[Photo-based referring expression data]
-- Opening Marker --

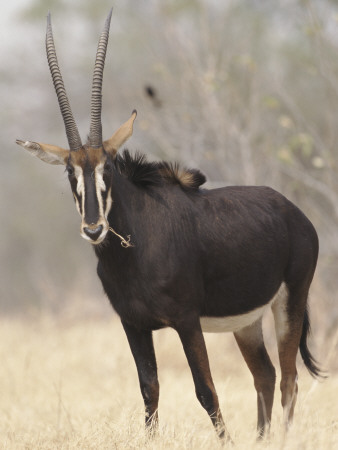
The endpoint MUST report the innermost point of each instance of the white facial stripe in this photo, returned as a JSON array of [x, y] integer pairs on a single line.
[[109, 202], [100, 186], [80, 186]]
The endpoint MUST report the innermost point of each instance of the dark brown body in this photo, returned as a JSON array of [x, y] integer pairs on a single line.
[[190, 259]]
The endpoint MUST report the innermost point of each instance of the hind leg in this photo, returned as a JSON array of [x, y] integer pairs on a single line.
[[288, 313], [251, 344]]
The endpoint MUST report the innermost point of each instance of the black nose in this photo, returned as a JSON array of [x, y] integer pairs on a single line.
[[93, 233]]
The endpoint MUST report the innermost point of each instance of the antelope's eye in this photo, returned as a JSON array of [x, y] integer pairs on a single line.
[[108, 167], [70, 171]]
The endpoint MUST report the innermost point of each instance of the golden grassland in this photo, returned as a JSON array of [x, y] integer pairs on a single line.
[[72, 384]]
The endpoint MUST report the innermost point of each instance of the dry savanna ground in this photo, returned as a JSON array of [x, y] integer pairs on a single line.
[[73, 385]]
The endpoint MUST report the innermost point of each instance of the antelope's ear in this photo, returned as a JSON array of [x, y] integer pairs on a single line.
[[120, 136], [47, 153]]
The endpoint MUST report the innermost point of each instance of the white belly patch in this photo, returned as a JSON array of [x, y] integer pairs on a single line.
[[235, 323]]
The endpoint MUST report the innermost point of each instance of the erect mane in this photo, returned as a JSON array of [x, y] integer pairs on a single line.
[[144, 173]]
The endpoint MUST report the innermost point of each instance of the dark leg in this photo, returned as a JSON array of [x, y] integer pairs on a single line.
[[251, 344], [288, 322], [141, 345], [191, 336]]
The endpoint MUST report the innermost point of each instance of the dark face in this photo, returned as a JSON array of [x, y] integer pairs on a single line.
[[90, 175]]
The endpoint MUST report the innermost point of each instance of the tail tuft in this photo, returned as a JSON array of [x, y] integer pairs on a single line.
[[309, 361]]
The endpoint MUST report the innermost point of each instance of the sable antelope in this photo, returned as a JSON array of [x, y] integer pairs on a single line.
[[192, 259]]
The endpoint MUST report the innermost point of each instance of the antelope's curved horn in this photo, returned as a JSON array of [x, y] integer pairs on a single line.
[[95, 132], [72, 132]]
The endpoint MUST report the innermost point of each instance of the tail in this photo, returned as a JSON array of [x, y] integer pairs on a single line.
[[309, 361]]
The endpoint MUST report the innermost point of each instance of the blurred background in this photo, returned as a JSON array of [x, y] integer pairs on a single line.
[[247, 91]]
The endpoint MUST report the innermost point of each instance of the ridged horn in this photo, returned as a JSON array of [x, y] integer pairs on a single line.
[[72, 132], [95, 132]]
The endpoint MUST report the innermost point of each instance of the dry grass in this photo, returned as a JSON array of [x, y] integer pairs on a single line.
[[72, 385]]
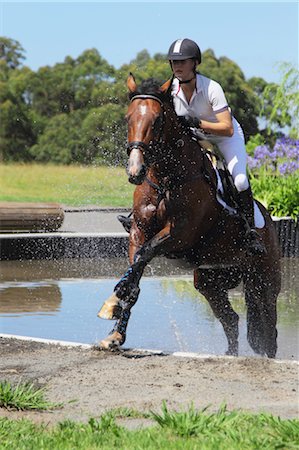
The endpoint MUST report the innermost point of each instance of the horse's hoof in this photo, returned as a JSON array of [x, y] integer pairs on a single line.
[[232, 352], [112, 342], [111, 309]]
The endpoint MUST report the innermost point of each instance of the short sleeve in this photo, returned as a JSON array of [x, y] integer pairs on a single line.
[[217, 97]]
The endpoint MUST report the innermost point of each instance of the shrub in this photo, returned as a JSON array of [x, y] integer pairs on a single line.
[[274, 176]]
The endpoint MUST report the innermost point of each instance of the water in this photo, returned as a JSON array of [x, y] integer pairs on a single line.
[[60, 300]]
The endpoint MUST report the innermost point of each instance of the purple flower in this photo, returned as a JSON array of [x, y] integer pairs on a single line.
[[288, 167], [262, 152], [253, 163]]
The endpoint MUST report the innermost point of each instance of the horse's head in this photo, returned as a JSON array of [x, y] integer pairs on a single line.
[[145, 123]]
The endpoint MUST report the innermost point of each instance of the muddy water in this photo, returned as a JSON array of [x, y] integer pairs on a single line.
[[60, 300]]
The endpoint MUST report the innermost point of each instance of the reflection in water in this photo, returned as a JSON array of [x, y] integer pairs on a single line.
[[37, 297], [60, 299]]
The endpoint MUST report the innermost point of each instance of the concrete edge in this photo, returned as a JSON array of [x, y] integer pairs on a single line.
[[63, 234], [83, 346]]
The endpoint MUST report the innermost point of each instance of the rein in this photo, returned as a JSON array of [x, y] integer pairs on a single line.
[[169, 181], [139, 144]]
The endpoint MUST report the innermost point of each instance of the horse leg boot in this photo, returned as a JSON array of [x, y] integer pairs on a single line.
[[126, 292], [222, 309], [254, 243]]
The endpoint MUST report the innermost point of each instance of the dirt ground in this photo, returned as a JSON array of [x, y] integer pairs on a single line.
[[89, 382]]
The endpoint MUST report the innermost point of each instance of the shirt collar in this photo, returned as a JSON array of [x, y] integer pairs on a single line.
[[177, 86]]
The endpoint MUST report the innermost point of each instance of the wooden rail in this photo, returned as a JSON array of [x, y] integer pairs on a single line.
[[16, 216]]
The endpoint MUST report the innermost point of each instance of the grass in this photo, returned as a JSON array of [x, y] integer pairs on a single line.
[[190, 429], [23, 396], [67, 185]]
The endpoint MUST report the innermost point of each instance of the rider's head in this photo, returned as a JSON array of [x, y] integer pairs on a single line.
[[183, 49]]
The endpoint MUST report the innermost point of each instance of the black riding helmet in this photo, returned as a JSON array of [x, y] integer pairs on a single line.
[[184, 49]]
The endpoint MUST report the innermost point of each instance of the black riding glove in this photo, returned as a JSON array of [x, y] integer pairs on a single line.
[[192, 122]]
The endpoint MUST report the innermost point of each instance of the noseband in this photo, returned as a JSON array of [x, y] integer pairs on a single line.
[[140, 144]]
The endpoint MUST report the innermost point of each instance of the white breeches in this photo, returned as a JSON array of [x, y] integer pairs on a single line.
[[234, 152]]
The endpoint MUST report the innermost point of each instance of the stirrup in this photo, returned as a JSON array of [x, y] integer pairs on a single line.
[[254, 245], [126, 222]]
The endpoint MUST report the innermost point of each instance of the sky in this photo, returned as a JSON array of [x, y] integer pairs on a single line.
[[255, 35]]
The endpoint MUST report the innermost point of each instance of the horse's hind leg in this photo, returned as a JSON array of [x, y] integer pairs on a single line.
[[261, 291], [214, 287], [218, 300]]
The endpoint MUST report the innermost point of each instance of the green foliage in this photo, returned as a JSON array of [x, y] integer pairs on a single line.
[[274, 176], [188, 430], [69, 185], [279, 195], [281, 102], [61, 140], [74, 111], [23, 396]]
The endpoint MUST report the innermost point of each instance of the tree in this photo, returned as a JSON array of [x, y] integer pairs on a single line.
[[239, 93], [11, 53], [17, 133], [284, 99], [104, 135], [61, 140]]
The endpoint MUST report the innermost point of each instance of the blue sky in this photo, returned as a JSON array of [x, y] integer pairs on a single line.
[[256, 35]]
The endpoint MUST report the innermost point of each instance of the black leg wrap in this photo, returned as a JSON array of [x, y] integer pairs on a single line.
[[121, 325]]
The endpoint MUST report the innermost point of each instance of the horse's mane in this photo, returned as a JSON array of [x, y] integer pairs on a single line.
[[151, 86]]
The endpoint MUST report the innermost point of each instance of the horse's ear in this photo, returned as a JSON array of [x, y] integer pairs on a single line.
[[131, 83], [166, 86]]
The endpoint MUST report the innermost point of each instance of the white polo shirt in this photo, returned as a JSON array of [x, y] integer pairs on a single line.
[[207, 99]]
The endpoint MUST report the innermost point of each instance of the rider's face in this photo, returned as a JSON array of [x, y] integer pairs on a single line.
[[183, 70]]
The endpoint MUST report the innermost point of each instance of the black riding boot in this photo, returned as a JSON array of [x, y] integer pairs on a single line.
[[255, 245]]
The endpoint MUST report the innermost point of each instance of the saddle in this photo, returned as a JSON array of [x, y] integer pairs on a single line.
[[226, 188]]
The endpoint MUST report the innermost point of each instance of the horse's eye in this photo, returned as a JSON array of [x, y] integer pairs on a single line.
[[157, 125]]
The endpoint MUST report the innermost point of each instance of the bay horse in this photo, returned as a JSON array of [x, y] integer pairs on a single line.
[[176, 214]]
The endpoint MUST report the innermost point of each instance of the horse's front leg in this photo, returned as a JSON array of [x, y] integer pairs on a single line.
[[126, 292]]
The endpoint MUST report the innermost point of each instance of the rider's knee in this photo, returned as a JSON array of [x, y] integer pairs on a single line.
[[241, 182]]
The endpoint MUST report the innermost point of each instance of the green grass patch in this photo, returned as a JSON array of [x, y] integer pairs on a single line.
[[24, 396], [67, 185], [190, 429]]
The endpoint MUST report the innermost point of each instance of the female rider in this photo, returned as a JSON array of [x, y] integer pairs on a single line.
[[203, 104]]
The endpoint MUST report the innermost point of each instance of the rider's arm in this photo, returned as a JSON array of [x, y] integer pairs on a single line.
[[223, 126]]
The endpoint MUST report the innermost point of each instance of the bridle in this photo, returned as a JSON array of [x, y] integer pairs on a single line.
[[147, 150], [159, 124]]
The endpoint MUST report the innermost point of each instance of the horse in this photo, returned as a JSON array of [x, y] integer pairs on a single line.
[[176, 215]]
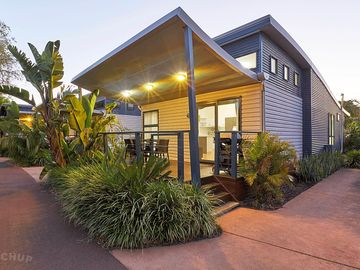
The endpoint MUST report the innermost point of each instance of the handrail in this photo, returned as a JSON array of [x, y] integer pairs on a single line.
[[146, 132], [180, 144]]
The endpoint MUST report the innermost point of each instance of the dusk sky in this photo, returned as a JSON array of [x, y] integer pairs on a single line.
[[328, 31]]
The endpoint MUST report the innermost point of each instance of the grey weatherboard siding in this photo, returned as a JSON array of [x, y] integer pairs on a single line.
[[284, 116], [283, 106], [271, 49], [321, 105], [245, 46]]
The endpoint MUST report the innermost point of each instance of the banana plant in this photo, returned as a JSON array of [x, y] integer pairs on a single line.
[[45, 74], [80, 112]]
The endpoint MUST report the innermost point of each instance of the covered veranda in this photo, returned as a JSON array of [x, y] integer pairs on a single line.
[[172, 58]]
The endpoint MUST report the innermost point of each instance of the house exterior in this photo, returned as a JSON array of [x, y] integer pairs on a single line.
[[298, 104], [252, 79], [26, 112], [128, 114]]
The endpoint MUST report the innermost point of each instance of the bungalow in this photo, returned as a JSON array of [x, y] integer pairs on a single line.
[[252, 79]]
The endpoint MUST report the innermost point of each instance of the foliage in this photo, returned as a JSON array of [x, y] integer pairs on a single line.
[[68, 110], [45, 75], [353, 107], [265, 168], [132, 206], [8, 70], [353, 159], [25, 145], [352, 137], [316, 167]]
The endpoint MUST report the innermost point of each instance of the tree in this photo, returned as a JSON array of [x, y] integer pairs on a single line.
[[8, 69], [353, 107], [45, 75]]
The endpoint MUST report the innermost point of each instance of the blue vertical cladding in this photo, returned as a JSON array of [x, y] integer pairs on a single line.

-- Closing Marker --

Could you print, word for word, the line containing "of the house" and every line after it through the end of the records, and nothing else?

The endpoint MUST report the innermost point of each instance of the house exterior in this photo, returned as a JSON array of [x, y] integer pairs on a single line.
[[298, 104], [252, 79], [26, 112], [128, 114]]
The endpoint MUST report the innermost point of each instance of the bungalow in this photo, returned as a JSON array of [x, y] integer pairs on a single line.
[[252, 79]]
The endpoint MUST report the innermost point of each instance of the foliage in this photo, returned as a JSON array of [x, y] integer pairs on a single line.
[[68, 110], [45, 75], [353, 107], [265, 168], [132, 206], [8, 70], [353, 159], [25, 145], [352, 137], [316, 167]]
The endpoint MUST report the innermost point of each instance of the tree in this photo, returned as a JSON array of [x, y] integer pairs on a single line.
[[8, 69], [353, 107], [45, 75]]
The endpoint MUST report the innermost point of each instance of the blue vertical cladding in this photo, returned as a JSON array of [x, y] integer pairs on a single line.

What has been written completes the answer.